ABOUT THIS EXERCISE
Copy these lines from the entries word for word, starting at the line that contains "Each <instance> block" and ending after the line that contains "positive clicks: (735, 703)".
[EXCERPTED DATA Boundary: Start]
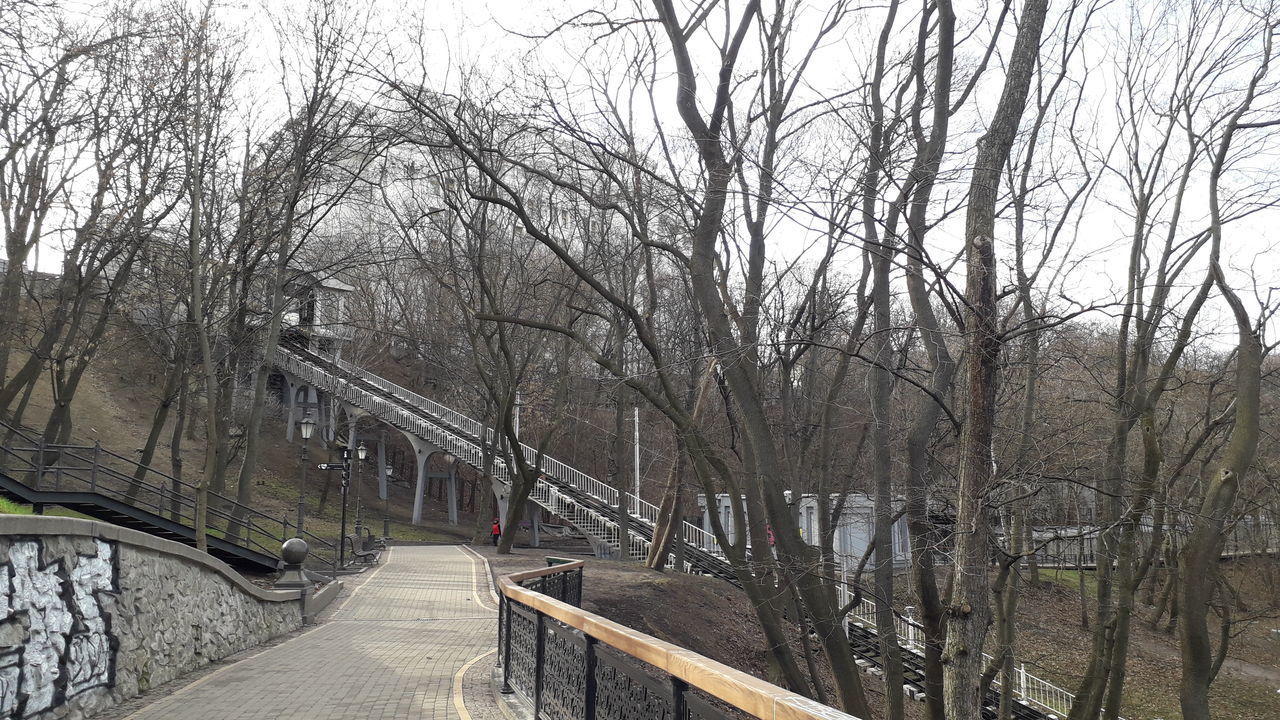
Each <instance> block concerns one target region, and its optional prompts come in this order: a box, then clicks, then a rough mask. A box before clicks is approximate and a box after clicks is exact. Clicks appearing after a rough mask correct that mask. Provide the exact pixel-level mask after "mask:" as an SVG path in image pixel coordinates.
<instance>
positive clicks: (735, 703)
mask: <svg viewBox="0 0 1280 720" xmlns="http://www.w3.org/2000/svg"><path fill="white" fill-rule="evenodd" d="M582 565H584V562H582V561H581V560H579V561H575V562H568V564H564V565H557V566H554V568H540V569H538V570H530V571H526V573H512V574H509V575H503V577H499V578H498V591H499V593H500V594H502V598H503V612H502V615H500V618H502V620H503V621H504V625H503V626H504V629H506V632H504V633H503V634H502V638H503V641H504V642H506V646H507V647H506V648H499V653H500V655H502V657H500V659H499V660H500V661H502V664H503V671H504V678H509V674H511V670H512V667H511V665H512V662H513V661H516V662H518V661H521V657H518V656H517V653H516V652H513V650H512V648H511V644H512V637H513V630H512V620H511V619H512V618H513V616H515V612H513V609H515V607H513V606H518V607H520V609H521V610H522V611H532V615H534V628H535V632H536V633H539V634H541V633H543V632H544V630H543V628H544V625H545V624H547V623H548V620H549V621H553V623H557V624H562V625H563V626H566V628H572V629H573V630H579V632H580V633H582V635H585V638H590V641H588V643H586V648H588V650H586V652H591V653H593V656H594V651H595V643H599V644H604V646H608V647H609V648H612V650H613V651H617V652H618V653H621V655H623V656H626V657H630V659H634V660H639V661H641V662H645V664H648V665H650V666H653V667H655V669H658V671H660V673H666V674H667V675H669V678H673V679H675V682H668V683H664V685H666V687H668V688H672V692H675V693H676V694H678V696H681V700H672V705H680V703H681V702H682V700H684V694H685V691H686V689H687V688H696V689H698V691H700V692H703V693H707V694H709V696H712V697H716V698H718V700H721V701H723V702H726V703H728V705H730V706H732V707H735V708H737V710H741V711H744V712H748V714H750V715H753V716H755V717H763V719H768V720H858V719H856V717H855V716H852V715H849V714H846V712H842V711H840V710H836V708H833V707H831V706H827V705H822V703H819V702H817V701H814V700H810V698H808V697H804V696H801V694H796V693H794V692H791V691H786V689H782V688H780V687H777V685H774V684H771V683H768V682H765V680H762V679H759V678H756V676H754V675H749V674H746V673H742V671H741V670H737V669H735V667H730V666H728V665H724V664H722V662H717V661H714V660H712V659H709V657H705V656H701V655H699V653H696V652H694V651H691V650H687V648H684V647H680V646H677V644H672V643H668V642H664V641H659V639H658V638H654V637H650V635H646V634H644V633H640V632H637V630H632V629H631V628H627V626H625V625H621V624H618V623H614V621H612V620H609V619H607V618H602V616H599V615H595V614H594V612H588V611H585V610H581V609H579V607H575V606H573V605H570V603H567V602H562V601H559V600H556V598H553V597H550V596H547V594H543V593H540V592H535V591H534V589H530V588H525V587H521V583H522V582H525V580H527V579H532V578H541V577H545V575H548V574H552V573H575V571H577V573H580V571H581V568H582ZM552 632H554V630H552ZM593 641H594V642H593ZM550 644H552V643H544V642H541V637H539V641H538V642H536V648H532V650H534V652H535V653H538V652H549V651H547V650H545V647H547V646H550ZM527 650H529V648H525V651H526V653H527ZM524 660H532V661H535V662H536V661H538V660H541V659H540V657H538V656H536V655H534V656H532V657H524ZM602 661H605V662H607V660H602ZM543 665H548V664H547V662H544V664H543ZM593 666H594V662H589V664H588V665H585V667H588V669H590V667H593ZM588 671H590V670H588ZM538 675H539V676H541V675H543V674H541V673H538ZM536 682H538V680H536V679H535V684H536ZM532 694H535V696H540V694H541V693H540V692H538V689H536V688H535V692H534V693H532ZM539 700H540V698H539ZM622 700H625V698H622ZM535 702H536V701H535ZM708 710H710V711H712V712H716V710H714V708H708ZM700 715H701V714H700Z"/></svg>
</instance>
[EXCERPTED DATA Boundary: End]
[EXCERPTED DATA Boundary: Start]
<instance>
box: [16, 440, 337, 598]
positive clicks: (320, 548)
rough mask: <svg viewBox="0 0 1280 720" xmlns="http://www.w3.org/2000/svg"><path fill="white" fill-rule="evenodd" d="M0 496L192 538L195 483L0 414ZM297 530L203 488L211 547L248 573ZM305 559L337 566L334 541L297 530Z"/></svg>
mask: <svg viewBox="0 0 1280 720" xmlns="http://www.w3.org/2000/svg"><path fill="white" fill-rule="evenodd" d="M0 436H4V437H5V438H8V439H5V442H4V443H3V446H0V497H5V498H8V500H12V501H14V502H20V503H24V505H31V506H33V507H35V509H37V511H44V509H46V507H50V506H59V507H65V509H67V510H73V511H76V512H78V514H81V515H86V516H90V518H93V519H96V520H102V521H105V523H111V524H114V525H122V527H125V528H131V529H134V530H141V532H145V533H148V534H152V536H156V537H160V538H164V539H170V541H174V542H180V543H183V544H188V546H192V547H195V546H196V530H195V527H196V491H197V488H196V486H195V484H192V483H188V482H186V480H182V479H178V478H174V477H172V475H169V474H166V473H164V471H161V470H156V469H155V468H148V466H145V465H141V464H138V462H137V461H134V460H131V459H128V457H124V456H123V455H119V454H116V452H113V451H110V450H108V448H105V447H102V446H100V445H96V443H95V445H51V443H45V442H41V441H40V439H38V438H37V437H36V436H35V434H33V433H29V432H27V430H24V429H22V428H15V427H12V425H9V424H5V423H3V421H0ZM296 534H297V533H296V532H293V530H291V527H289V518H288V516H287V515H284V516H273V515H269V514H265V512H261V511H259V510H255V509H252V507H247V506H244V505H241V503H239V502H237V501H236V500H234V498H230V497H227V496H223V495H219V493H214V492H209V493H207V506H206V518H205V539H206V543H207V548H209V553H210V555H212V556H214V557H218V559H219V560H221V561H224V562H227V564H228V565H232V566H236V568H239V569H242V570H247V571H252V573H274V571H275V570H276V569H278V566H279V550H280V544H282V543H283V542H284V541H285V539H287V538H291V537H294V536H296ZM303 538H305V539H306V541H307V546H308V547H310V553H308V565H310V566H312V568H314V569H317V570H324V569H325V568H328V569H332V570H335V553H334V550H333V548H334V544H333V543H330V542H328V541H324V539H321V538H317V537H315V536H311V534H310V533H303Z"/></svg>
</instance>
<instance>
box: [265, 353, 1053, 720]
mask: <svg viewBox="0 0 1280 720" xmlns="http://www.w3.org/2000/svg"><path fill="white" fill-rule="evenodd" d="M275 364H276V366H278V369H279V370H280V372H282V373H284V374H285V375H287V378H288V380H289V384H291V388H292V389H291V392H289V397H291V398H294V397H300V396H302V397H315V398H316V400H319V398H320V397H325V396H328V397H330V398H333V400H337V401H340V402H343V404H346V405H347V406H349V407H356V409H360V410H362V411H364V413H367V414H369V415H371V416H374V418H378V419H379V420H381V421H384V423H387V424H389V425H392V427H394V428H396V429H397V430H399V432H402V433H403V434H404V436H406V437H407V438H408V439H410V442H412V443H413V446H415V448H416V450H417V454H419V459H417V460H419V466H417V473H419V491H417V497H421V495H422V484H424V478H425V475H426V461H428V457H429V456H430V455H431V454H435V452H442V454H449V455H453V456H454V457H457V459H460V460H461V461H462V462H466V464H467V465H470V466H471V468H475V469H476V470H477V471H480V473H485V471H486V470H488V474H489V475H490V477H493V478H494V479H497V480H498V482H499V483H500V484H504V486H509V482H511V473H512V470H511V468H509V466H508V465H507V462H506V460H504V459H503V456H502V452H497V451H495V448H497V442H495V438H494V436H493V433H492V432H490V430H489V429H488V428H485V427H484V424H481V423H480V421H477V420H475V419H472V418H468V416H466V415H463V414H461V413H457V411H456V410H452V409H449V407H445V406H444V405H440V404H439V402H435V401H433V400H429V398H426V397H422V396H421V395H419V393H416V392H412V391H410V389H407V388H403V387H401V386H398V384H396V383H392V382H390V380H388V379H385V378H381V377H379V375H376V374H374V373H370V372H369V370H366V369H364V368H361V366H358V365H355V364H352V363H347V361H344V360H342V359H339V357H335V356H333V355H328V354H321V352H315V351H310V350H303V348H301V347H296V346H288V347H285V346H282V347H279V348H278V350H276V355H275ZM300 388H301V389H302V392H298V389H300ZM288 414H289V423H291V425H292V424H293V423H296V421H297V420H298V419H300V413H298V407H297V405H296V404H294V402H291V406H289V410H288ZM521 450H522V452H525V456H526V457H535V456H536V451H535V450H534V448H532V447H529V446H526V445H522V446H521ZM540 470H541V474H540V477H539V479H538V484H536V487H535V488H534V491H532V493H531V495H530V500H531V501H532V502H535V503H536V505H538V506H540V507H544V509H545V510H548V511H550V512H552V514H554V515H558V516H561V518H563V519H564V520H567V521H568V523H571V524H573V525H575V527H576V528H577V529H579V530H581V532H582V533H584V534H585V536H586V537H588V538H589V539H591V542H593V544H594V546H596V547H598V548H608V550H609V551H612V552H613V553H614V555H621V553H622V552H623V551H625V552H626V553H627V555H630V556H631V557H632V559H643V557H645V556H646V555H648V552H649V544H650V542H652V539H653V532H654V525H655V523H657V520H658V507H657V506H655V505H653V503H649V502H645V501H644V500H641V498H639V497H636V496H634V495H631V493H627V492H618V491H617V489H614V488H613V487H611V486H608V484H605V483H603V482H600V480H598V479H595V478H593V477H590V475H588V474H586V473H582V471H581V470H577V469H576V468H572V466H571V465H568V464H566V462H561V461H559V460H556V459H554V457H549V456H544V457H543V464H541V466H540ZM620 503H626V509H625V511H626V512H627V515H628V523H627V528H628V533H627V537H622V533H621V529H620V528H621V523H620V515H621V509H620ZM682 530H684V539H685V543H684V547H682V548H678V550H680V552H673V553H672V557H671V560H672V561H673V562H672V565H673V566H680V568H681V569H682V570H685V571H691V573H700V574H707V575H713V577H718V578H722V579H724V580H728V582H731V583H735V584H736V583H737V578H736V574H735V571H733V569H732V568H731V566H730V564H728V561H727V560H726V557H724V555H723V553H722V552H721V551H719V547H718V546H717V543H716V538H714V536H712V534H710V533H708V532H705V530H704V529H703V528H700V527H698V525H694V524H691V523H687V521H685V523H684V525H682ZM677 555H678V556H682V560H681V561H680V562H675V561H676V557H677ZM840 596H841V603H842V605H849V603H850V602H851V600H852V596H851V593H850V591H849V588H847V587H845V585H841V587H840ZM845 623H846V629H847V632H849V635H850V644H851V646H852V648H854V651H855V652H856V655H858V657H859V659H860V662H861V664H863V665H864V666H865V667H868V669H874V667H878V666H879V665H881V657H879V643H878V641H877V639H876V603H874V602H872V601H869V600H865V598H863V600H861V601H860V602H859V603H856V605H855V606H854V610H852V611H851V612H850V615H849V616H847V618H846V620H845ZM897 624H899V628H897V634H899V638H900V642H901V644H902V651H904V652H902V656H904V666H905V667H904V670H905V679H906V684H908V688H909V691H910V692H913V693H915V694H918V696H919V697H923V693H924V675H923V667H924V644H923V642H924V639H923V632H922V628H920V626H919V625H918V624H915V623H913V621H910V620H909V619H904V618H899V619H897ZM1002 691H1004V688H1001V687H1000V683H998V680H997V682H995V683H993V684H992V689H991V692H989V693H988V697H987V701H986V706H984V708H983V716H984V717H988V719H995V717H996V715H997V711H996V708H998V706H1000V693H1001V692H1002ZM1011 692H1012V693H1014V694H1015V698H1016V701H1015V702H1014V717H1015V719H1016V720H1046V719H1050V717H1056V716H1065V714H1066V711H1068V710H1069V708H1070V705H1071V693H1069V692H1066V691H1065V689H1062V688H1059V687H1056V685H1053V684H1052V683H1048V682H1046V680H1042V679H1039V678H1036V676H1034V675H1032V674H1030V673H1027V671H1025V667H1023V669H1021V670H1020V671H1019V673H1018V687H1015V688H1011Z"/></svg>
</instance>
[EXCERPTED DATA Boundary: End]
FINISHED TASK
Each <instance> block concerns one target region, and its optional prompts come in this order: a box, then clicks, then a rough mask. A box before clicks is approximate and a box after clicks is exact. Clicks appearing after a rough mask correct that mask. Provide the exact pixel-level mask after "mask:" as an SVG path in image pixel coordinates.
<instance>
positive clicks: (735, 703)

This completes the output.